ARTICLE:
══════════════════════════════

Tuesday, March 25, 2014

Sorry about yesterday......

For the first time in two and a half months, I missed a blog post....

Simply put, I forgot about it. I've been working on the Valiant RPG, trying to find any scraps of information I can use for the characters I'm responsible for. That means lurking around Valiant message boards, podcasts about the comic lines, and any wiki I can find. The 90s versions of these characters are vastly different (Including one that doesn't exist in the previous era!), and can supply little more than a quote or two and some minor details that I can use. Still, I've got most of the characters stats laid out, and I hope my approach to the background that has to combine three versions of the same character into one will meet with Valiant's approval.

I've also been googling stuff for African Firestorm. Locations, vehicles, weapons, and even language. Every detail I need to I need to write what I hope will be a great action thriller. The outline is complete through Chapter 35, and I'm still on course for my estimate. It's a bit of a challenge, as this is the first time I've done an outline in such detail before.

══════════════════════════════

Records:

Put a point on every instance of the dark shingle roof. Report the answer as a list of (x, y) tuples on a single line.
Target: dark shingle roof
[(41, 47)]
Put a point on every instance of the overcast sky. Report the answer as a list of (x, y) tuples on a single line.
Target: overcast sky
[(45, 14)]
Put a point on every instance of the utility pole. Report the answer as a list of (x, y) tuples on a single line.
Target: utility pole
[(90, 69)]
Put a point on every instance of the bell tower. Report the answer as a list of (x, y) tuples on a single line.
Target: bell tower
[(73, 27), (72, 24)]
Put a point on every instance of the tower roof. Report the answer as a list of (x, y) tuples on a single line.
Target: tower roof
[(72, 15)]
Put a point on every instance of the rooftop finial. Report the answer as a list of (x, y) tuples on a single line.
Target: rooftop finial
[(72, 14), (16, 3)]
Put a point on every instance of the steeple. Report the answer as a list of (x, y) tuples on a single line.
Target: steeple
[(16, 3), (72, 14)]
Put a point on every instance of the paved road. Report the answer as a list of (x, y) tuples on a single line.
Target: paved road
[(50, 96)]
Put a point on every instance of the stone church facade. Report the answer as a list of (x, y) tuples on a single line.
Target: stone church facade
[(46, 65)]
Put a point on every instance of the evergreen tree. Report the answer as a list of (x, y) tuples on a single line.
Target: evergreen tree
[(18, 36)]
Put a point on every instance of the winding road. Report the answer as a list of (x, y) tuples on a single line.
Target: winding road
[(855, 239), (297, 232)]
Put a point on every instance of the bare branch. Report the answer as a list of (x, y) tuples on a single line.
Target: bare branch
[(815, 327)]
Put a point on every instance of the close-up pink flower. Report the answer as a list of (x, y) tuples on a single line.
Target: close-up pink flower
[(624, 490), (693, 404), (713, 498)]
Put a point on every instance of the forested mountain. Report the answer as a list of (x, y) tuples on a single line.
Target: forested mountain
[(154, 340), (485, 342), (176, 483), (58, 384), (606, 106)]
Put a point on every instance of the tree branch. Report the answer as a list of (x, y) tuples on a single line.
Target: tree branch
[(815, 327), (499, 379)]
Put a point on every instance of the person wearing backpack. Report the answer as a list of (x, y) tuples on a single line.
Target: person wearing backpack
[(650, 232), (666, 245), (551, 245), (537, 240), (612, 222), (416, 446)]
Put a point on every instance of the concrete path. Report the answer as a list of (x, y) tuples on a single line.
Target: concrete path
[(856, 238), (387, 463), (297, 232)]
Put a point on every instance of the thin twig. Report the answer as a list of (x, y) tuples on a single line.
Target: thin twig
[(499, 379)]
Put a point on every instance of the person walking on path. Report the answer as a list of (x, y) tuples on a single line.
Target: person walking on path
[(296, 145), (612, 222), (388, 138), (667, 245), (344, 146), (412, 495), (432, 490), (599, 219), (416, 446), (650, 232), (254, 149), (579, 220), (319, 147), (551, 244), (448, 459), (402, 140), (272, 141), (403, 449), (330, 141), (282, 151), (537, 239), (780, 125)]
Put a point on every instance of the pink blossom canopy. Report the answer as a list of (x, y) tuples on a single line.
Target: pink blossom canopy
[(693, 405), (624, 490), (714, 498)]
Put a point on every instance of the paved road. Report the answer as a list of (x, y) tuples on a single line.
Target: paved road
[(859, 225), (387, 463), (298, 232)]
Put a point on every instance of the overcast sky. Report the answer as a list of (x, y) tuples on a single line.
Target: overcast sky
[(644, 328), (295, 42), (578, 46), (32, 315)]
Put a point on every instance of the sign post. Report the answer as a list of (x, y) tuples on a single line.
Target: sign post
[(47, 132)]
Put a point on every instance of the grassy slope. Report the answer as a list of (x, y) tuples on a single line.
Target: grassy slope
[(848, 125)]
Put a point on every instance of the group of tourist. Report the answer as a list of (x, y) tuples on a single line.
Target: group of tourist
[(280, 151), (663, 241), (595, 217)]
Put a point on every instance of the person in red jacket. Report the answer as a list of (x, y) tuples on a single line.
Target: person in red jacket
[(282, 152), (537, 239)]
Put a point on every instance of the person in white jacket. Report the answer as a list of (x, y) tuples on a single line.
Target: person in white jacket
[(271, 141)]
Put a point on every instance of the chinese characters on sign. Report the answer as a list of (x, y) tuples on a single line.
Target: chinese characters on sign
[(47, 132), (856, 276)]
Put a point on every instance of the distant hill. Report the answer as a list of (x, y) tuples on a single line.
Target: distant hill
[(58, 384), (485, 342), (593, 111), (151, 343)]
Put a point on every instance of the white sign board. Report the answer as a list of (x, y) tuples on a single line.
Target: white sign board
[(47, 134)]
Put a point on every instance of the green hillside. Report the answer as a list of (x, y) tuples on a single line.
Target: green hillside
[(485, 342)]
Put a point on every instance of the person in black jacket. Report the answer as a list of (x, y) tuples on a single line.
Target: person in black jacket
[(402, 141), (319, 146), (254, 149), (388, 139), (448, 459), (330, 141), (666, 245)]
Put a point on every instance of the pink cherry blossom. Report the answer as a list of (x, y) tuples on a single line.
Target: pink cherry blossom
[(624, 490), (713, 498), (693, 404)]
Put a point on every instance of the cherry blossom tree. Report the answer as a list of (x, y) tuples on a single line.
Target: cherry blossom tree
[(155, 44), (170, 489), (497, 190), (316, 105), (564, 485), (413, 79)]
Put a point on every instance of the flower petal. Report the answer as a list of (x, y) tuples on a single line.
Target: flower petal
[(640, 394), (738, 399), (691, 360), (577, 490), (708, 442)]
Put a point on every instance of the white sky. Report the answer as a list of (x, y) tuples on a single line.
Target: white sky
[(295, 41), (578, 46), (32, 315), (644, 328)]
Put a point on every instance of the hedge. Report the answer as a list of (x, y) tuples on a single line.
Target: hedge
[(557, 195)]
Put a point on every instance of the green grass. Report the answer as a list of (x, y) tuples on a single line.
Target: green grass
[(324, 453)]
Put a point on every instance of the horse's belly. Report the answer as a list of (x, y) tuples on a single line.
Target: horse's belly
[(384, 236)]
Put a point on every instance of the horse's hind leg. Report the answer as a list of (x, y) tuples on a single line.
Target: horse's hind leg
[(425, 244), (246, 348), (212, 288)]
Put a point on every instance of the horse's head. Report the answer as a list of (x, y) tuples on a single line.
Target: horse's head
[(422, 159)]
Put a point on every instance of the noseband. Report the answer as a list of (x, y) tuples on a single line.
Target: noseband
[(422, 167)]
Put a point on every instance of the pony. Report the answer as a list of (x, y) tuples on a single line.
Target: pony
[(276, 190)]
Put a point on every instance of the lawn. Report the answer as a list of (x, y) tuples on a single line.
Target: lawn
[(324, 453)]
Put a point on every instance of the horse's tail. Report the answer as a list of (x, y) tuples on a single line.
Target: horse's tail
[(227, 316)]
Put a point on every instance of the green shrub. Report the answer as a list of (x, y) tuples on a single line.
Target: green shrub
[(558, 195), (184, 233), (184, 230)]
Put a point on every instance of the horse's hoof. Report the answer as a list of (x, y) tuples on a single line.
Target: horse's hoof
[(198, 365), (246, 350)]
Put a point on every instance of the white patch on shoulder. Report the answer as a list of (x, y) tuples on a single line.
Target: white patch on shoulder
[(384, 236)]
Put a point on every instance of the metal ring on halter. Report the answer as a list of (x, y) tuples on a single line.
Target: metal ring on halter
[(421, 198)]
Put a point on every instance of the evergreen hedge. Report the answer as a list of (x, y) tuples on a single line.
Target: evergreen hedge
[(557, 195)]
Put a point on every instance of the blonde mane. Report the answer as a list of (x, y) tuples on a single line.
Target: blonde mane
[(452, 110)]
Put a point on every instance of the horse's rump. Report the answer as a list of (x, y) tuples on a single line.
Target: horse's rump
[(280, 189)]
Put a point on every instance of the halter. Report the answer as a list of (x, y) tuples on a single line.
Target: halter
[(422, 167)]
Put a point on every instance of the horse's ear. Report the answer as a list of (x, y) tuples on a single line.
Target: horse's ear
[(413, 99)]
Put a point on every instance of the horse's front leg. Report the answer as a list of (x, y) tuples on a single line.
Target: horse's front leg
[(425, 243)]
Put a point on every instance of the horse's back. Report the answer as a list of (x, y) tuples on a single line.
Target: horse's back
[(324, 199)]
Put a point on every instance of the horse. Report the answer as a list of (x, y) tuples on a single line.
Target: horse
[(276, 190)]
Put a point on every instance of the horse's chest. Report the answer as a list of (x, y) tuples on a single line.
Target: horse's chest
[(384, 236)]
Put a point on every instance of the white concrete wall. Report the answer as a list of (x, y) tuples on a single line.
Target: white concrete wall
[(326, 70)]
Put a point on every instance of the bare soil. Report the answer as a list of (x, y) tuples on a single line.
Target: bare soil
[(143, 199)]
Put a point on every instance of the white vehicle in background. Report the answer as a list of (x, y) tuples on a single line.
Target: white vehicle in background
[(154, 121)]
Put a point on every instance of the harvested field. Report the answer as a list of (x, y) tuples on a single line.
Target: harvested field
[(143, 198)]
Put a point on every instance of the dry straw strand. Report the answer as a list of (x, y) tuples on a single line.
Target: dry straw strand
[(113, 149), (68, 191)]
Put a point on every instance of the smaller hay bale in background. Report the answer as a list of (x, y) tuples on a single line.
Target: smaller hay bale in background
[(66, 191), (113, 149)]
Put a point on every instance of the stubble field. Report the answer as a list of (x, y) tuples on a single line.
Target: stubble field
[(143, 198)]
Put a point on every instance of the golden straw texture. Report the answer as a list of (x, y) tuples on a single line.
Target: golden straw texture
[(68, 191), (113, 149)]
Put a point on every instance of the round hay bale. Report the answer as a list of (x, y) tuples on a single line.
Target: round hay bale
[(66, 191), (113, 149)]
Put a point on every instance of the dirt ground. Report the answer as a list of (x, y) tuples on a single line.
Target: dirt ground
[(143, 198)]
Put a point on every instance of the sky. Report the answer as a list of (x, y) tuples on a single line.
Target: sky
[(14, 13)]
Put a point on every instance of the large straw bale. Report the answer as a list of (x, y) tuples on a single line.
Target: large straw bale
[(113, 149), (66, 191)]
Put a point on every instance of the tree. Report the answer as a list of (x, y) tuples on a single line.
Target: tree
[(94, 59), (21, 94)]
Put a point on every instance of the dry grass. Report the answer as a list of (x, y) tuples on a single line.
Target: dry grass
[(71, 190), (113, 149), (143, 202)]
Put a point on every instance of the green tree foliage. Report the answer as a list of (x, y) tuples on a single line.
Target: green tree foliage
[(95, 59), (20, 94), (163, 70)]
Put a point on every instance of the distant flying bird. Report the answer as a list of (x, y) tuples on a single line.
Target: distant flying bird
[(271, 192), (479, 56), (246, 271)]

══════════════════════════════

TASK SET:
1) Answer these questions about the blog post.
(a) How long had the writer gone without missing a blog post?
(b) Through which chapter is the African Firestorm outline complete?
(c) How many versions of the same character does the background have to combine into one?
2) In the records, starting at the line containing "Put a point on every instance of the tree branch." and ending at the line containing "[(856, 238), (387, 463), (297, 232)]", switch "person wearing backpack" to "hiker carrying a backpack" and give back only those lines.

ANSWERS TO THE PROBLEMS:
1)
(a) Two and a half months.
(b) Chapter 35.
(c) Three.

2)
Put a point on every instance of the tree branch. Report the answer as a list of (x, y) tuples on a single line.
Target: tree branch
[(815, 327), (499, 379)]
Put a point on every instance of the hiker carrying a backpack. Report the answer as a list of (x, y) tuples on a single line.
Target: hiker carrying a backpack
[(650, 232), (666, 245), (551, 245), (537, 240), (612, 222), (416, 446)]
Put a point on every instance of the concrete path. Report the answer as a list of (x, y) tuples on a single line.
Target: concrete path
[(856, 238), (387, 463), (297, 232)]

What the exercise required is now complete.